**** Selected excerpt
Autonomy Institute, a US-based cooperative research consortium focused on advancing and accelerating autonomy and AI at the edge (where computation and data storage are brought closer to where they are needed), has announced plans to launch a Public Infrastructure Network Node (PINN) pilot at the Texas Military Department in Austin, Texas.
PINN is set to be the first unified open standard to incorporate 5G wireless, edge computing, radar, lidar, enhanced GPS and intelligent transportation systems (ITS) as a single unified system.
According to Autonomy Institute, PINN represents a breakthrough in digital infrastructure, solving the current challenge of delivering low-latency computing and sensors at the edge while avoiding unsightly urban infrastructure sprawl. Connected and autonomous vehicles (CAV) in particular, and many other smart city applications, require sub-10 millisecond latencies and high bandwidths to operate safely. PINNs filled with sensors and communication and edge computing equipment will be placed 305m away from each other and will look similar to street lights.
“Investment in 21st century intelligent and autonomous infrastructure is among the highest priorities for stimulating economic expansion, national security and job growth. Edge computing, 5G wireless, intelligent transportation systems, resilient alternative positioning, navigation timing (APNT) and resilient electrical grids will drive the largest infrastructure buildout in our nation’s history. Digital edge will drive the world economy,” said Jeffrey DeCoux, chairman and fellow at Autonomy Institute.
PINN is seen as the critical element required to advance intelligent and autonomous solutions for city resilience, and Autonomy Institute says its goal is to have tens of thousands of PINNs deployed by mid-2022.
********
**** Supplied data
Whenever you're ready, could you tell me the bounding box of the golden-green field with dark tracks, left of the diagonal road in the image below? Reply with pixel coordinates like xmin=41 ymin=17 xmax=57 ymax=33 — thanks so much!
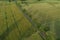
xmin=0 ymin=3 xmax=35 ymax=40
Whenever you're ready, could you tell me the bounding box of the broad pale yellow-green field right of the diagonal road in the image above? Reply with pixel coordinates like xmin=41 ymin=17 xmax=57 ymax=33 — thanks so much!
xmin=16 ymin=2 xmax=60 ymax=40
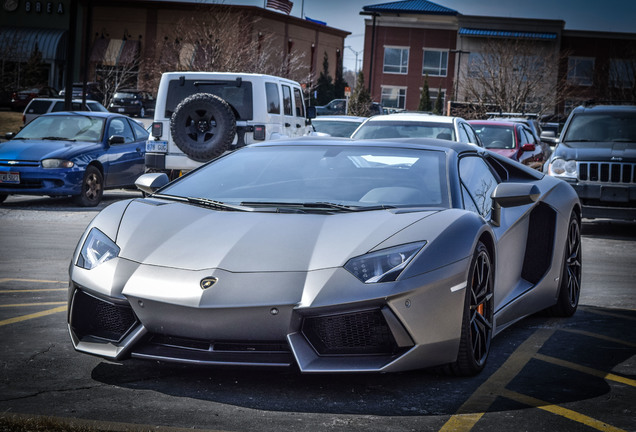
********
**Task list:**
(a) List the technologies that the PINN article says PINN will incorporate as a single unified system.
(b) Reproduce the part of the PINN article that opens with the words containing "According to Autonomy" and closes with "to street lights.".
Nothing in the listing matters for what is asked here.

**Task responses:**
(a) 5G wireless, edge computing, radar, lidar, enhanced GPS, and intelligent transportation systems (ITS).

(b)
According to Autonomy Institute, PINN represents a breakthrough in digital infrastructure, solving the current challenge of delivering low-latency computing and sensors at the edge while avoiding unsightly urban infrastructure sprawl. Connected and autonomous vehicles (CAV) in particular, and many other smart city applications, require sub-10 millisecond latencies and high bandwidths to operate safely. PINNs filled with sensors and communication and edge computing equipment will be placed 305m away from each other and will look similar to street lights.